──────── Supplied information ────────

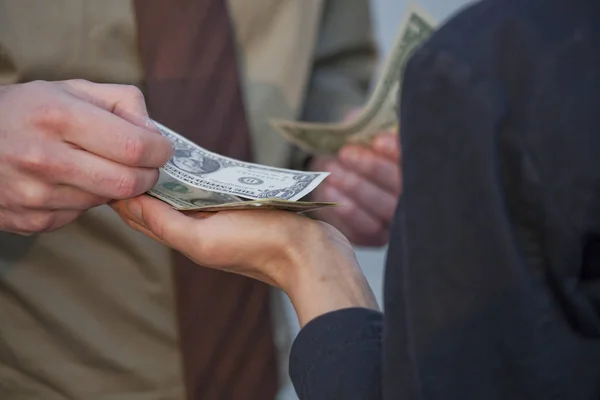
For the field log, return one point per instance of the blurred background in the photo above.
(388, 15)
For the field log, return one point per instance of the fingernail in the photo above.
(135, 209)
(336, 173)
(350, 155)
(151, 125)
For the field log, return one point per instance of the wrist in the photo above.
(325, 278)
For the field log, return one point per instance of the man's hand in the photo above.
(69, 146)
(367, 181)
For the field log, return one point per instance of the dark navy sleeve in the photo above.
(338, 356)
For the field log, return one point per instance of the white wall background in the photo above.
(387, 16)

────────

#### Instructions to follow
Nothing but the lines from the one with "hand in the photo above." through the final line of the records may appear in the answer, and each must be transcribed exactly.

#### Answer for this exercise
For the field log, return one point per instance of the man's hand in the photo above.
(69, 146)
(367, 181)
For the field log, return one point per instance of the dark navy sleeve in the photo above.
(338, 356)
For the field log, return one point per instance of the white wall background in the photo above.
(387, 16)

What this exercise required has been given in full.